[START]

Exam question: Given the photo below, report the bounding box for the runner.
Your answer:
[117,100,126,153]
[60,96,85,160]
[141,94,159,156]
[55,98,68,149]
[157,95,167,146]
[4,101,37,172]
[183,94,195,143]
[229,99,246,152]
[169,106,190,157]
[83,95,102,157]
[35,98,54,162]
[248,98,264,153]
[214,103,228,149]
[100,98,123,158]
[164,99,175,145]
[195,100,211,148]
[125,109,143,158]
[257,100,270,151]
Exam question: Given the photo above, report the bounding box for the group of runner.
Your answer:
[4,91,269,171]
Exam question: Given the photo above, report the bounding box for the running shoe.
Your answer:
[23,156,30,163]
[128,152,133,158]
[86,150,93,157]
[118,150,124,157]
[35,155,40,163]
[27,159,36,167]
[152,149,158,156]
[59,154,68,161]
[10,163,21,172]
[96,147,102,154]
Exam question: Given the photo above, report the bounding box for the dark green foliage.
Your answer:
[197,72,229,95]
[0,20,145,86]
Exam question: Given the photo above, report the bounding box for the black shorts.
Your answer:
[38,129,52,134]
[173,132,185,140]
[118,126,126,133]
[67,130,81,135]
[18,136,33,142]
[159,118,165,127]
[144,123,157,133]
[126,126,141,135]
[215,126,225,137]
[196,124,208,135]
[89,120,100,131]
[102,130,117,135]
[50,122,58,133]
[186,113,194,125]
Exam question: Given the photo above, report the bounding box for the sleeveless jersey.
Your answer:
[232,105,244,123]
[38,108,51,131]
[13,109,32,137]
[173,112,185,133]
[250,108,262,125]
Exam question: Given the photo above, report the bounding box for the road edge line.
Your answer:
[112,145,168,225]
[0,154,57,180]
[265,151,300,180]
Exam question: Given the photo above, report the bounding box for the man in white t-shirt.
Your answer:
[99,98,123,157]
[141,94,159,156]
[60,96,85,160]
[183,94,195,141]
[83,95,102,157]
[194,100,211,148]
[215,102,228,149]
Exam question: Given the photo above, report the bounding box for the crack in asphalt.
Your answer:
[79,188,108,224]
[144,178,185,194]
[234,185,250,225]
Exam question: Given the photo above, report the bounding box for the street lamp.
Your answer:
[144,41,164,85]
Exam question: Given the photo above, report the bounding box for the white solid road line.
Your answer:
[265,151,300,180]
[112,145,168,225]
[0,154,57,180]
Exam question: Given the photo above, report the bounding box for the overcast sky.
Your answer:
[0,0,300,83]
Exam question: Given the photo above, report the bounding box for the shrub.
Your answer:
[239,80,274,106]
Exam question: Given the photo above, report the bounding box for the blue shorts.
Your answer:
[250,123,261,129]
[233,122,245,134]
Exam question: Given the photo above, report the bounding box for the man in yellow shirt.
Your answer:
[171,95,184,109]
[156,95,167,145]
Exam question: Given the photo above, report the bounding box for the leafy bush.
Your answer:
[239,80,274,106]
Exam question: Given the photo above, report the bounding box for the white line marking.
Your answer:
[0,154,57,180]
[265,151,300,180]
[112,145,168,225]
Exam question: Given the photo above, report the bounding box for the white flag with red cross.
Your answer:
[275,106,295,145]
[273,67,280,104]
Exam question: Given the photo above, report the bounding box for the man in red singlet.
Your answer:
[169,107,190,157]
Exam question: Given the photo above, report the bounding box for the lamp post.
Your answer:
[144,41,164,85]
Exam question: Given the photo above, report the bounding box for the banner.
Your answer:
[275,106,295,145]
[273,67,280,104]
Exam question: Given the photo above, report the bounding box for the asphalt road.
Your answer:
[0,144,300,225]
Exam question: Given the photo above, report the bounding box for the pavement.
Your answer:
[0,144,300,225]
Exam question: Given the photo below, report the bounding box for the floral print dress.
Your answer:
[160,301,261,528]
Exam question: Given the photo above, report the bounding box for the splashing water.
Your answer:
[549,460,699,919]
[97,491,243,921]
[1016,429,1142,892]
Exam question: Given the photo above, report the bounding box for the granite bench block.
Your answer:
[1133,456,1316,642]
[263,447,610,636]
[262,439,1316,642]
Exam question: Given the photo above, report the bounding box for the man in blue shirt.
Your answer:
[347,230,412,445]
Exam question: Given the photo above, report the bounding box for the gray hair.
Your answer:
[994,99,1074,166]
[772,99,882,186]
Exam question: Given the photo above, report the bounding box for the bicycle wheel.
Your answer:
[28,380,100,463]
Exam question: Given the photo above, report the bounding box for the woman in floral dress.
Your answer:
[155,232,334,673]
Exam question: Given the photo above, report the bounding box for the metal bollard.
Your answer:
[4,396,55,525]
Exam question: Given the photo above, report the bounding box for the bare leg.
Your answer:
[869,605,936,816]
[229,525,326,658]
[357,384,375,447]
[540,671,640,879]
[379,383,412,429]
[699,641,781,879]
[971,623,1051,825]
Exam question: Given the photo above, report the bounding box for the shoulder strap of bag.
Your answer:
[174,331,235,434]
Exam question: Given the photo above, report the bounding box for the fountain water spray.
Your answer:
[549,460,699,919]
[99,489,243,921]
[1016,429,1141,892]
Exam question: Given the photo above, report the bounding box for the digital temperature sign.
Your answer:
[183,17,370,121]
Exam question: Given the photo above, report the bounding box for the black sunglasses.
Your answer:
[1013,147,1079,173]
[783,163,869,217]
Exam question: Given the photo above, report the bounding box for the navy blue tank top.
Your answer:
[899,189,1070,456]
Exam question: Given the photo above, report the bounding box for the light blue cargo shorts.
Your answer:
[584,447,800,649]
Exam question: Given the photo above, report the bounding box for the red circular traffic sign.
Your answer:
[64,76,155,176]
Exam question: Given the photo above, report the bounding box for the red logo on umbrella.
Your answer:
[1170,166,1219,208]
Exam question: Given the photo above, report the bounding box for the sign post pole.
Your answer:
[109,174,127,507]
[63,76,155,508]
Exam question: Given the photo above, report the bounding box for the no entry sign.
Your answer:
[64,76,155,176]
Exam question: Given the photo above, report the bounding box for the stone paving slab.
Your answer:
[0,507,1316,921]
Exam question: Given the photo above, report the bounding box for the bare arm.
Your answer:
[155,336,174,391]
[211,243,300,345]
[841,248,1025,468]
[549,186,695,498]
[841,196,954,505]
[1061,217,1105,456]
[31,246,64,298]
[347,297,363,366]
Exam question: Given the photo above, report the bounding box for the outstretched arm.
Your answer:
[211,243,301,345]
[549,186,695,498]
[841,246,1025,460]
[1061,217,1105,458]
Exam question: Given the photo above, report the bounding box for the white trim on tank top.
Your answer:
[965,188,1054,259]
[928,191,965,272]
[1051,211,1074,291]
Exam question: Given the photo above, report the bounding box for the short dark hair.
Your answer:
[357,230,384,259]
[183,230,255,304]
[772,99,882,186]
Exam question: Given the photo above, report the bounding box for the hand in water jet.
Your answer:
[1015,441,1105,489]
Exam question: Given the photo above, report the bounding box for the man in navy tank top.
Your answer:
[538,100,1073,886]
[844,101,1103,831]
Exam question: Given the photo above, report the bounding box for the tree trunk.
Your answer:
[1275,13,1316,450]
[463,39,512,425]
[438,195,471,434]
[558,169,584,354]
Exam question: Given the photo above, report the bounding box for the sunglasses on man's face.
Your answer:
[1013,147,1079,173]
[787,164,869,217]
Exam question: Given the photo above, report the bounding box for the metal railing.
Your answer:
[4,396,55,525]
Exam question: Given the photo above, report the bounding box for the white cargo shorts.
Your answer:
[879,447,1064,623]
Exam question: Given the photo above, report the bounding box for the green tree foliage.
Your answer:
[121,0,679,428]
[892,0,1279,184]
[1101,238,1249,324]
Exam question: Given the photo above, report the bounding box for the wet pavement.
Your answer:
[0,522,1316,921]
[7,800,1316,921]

[END]

# STATED EXERCISE:
Which lines in the material above contain the word "foliage"? Pick out every one and copy it in full, treating uppercase and lowercase as different.

# REPLY TO THE TASK:
Exam question: Given the photo above, report the bounding box for the dark green foliage.
Exam question: Given the photo above, report the bounding box for the green tree foliage.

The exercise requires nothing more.